- **Data supplied**
start

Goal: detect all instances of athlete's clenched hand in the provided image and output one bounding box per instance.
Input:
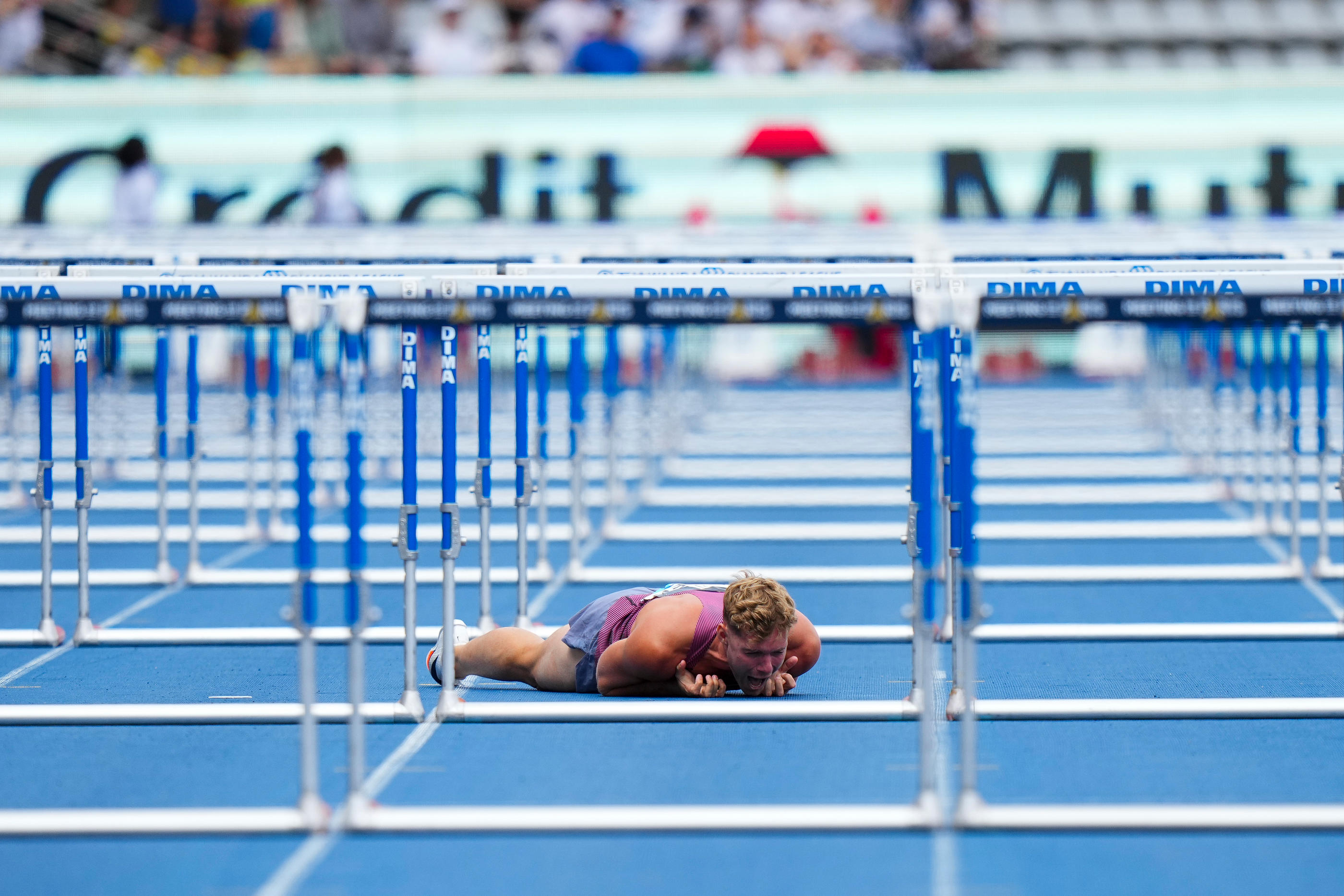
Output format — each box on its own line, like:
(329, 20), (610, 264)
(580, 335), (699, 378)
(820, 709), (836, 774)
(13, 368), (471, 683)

end

Format each line of the entries above as a Markdown table with the columns Row and Line, numbering the rows in order and skipping blank lines. Leave the pictures out of the table.

| Row | Line |
|---|---|
| 1 | Goal: detect all instances of athlete's clenched hand in the provided image and output one bounding box per instance. |
| 2 | Input: |
| 3 | Output format — each box on its own line, like: |
| 4 | (329, 20), (610, 264) |
| 5 | (580, 335), (699, 378) |
| 6 | (820, 709), (836, 774) |
| 7 | (13, 368), (471, 683) |